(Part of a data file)
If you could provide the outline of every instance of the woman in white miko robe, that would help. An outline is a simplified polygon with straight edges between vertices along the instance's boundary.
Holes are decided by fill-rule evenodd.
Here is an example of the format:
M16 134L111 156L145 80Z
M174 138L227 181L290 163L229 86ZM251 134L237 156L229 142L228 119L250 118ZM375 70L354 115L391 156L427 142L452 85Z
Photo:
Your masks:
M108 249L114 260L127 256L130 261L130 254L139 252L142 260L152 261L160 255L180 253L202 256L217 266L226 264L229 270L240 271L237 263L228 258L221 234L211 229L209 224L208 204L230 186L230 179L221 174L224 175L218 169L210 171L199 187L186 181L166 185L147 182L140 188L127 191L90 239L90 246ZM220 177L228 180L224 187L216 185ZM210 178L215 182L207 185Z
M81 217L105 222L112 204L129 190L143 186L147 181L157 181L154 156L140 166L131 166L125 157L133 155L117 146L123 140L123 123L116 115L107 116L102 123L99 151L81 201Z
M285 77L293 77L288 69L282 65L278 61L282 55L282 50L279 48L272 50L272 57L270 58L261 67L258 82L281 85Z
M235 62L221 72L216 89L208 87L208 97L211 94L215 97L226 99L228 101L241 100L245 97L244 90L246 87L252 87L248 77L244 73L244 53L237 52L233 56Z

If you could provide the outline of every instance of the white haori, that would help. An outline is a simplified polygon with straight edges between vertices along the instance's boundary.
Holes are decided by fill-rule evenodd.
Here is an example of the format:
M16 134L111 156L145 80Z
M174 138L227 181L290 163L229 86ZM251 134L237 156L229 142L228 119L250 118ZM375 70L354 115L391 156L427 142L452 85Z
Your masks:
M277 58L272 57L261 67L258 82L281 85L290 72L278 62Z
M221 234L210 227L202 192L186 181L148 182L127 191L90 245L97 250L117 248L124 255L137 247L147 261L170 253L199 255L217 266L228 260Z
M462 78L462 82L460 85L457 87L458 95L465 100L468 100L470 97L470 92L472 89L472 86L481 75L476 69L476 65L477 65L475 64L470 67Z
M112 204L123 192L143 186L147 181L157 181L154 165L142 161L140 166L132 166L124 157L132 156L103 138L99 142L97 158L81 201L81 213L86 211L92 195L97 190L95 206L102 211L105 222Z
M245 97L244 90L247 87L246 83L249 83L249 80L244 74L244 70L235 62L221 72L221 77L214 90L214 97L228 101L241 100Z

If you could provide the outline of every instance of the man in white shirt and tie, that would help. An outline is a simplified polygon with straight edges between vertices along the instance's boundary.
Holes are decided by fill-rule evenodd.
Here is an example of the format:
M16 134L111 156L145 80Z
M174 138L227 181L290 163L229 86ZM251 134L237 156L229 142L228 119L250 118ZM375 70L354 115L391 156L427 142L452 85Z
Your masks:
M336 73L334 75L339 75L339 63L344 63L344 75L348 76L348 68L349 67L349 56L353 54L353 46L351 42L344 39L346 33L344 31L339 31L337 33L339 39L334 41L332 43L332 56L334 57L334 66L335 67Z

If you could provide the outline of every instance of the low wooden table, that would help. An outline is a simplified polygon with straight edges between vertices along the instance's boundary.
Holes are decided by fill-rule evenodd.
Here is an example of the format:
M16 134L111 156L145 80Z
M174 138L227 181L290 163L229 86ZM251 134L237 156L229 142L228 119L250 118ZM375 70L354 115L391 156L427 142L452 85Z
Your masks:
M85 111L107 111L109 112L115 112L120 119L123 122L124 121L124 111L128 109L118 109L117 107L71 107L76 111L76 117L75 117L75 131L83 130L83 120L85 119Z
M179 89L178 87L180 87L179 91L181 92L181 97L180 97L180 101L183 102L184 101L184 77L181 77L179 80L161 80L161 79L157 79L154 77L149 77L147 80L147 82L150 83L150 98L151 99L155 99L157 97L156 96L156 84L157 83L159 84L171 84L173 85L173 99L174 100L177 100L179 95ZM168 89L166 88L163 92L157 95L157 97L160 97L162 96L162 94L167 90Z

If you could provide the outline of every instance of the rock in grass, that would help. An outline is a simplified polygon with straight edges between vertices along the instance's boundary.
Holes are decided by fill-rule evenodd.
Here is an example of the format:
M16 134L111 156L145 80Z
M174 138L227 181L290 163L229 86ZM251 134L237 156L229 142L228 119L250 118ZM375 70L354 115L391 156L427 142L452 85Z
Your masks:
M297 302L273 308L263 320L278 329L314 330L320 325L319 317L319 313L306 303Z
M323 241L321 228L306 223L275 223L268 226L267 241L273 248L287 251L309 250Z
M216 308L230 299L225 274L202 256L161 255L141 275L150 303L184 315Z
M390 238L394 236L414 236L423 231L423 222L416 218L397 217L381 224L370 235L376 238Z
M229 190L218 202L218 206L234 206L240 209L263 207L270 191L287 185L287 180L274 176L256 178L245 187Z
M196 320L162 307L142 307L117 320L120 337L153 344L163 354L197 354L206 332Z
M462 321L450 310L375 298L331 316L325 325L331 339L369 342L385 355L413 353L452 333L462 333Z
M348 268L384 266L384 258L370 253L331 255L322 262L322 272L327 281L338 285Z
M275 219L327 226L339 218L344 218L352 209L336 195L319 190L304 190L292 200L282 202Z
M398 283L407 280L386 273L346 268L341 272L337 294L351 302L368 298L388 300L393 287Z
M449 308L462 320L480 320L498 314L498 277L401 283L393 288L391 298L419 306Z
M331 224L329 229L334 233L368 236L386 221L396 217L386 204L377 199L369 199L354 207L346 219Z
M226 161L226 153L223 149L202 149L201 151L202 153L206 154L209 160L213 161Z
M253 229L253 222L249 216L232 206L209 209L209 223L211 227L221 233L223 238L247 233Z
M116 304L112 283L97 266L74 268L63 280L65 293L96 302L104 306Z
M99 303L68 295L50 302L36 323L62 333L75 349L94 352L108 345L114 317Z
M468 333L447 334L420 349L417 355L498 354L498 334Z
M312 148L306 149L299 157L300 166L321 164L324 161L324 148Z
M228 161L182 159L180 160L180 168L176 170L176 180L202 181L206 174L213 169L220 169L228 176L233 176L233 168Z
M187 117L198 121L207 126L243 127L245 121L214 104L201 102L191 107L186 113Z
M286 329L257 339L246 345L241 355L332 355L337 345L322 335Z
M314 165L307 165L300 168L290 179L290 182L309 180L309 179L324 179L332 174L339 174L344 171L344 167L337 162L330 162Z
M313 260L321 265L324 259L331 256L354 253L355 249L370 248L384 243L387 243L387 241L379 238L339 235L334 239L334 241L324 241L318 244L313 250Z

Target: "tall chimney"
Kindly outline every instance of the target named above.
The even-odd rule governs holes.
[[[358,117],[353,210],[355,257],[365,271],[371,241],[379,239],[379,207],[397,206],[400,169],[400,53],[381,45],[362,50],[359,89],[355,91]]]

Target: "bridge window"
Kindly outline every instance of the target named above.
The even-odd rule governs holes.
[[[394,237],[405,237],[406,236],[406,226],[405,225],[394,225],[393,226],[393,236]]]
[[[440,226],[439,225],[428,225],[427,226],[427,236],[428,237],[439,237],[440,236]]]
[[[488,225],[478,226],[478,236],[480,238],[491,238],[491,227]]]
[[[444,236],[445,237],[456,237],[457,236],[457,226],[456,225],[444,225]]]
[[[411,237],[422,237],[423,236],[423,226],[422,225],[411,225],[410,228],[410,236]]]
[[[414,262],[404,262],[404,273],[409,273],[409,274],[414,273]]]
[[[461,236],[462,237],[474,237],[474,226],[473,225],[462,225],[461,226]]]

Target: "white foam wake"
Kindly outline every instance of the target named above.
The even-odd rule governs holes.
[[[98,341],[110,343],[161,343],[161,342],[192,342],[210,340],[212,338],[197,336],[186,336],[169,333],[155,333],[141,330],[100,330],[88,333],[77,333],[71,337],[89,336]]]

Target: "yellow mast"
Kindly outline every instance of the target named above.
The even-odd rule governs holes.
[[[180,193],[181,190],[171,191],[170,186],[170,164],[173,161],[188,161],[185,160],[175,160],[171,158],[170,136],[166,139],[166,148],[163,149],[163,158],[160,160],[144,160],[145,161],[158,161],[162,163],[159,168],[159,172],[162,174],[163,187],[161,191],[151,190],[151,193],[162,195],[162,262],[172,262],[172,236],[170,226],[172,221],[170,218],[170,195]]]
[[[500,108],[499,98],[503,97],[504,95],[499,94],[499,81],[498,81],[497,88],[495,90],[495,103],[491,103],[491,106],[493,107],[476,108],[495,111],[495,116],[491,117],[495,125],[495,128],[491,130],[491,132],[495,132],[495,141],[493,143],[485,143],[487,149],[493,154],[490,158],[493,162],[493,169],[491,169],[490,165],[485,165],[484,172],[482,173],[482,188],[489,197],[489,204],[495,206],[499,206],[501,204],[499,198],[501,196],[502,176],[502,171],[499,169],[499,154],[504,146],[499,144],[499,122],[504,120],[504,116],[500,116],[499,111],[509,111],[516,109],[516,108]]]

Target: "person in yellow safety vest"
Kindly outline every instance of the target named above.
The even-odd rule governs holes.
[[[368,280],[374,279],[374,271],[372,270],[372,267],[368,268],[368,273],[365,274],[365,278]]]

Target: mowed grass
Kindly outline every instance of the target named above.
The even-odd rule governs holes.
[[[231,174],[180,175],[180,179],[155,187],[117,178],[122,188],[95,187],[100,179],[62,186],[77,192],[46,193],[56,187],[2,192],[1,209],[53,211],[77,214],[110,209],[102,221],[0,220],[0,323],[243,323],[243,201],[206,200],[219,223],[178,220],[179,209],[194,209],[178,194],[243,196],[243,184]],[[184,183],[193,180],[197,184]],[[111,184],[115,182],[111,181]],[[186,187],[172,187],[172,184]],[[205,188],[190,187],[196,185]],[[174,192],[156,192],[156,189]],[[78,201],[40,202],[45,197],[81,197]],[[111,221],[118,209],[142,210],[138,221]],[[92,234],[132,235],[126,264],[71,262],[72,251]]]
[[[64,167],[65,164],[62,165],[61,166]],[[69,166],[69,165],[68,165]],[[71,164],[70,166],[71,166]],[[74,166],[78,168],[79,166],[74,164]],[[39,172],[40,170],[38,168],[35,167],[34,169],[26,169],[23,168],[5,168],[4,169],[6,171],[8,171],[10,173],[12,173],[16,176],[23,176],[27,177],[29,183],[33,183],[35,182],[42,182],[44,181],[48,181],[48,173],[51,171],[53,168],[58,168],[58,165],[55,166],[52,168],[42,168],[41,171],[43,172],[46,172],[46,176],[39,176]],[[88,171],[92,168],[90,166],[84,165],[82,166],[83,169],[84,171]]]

• STATED EXERCISE
Start at the line that has "of the rock" and stop after the line that has "M390 238L394 236L414". Rewrite those lines with "shape" in place of "polygon", changing nothing else.

• CORRECT ANSWER
If you could provide the outline of every instance of the rock in grass, that would help. An outline is a simplified shape with straight edges between vertices along the instance's boundary.
Holes are decided by fill-rule evenodd.
Here is an example of the format:
M16 134L111 156L145 80Z
M174 138L227 181L290 163L229 86ZM251 134L237 156L229 142L228 119L250 118ZM375 70L354 115L391 156L427 142L452 85Z
Your masks:
M297 302L273 308L263 320L278 329L314 330L320 325L319 317L319 313L306 303Z
M323 241L321 228L306 223L275 223L268 226L267 241L273 248L287 251L309 250Z
M216 308L230 299L225 274L202 256L161 255L141 275L150 303L184 315Z
M390 238L394 236L414 236L423 231L423 222L416 218L397 217L381 224L370 235L376 238Z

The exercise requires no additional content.